The answer must be an exact reprint of the lines from the one with "Please indicate the red" through the final line of the data, with no pictures included.
===== Recorded data =====
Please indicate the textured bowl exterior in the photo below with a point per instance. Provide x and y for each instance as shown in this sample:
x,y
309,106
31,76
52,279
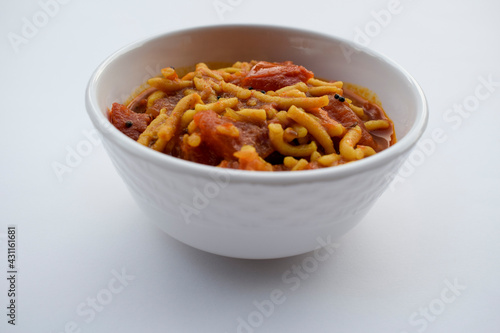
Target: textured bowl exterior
x,y
255,214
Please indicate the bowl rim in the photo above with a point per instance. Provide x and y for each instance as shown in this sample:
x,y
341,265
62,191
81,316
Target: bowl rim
x,y
105,127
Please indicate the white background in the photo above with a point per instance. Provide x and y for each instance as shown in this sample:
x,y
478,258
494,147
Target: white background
x,y
426,258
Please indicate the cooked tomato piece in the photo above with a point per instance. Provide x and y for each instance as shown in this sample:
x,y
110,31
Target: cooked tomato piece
x,y
225,146
130,123
273,76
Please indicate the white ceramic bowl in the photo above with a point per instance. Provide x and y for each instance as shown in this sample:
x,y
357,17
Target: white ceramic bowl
x,y
255,214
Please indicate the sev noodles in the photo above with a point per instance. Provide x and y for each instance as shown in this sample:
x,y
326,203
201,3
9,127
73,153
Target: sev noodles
x,y
257,116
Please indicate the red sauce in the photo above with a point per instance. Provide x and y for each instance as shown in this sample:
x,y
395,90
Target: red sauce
x,y
271,76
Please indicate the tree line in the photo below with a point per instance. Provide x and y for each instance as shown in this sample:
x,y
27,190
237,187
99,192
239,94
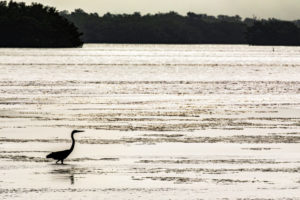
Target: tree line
x,y
172,28
35,25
=====
Answer for this exercise =
Please indicate the red sauce in the photo above with a point per instance. Provide x and y for each instance as shown in this sample:
x,y
395,90
Target: red sauce
x,y
271,76
Please indicate the tree line in the photo below with a point per instance. Provide x and y for each instance as shown in this sample:
x,y
27,190
237,187
99,192
239,94
Target: tree line
x,y
172,28
35,25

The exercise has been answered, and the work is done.